§ Work to complete
Could you update these rows by replacing "single dot" with "single point" and leaving everything else unchanged?

────────────────────

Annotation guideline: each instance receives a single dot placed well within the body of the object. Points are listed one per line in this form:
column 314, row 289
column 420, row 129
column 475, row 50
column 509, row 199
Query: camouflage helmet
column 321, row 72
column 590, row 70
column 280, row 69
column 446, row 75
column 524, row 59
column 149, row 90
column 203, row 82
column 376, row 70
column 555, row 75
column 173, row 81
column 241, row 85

────────────────────

§ Response to this task
Annotation guideline: each instance receives a single point placed well within the body of the object. Points are listed one per line in this form:
column 314, row 289
column 420, row 129
column 475, row 50
column 509, row 199
Query: camouflage helmet
column 321, row 72
column 590, row 70
column 280, row 69
column 446, row 75
column 524, row 59
column 149, row 90
column 203, row 82
column 376, row 70
column 555, row 75
column 173, row 81
column 241, row 85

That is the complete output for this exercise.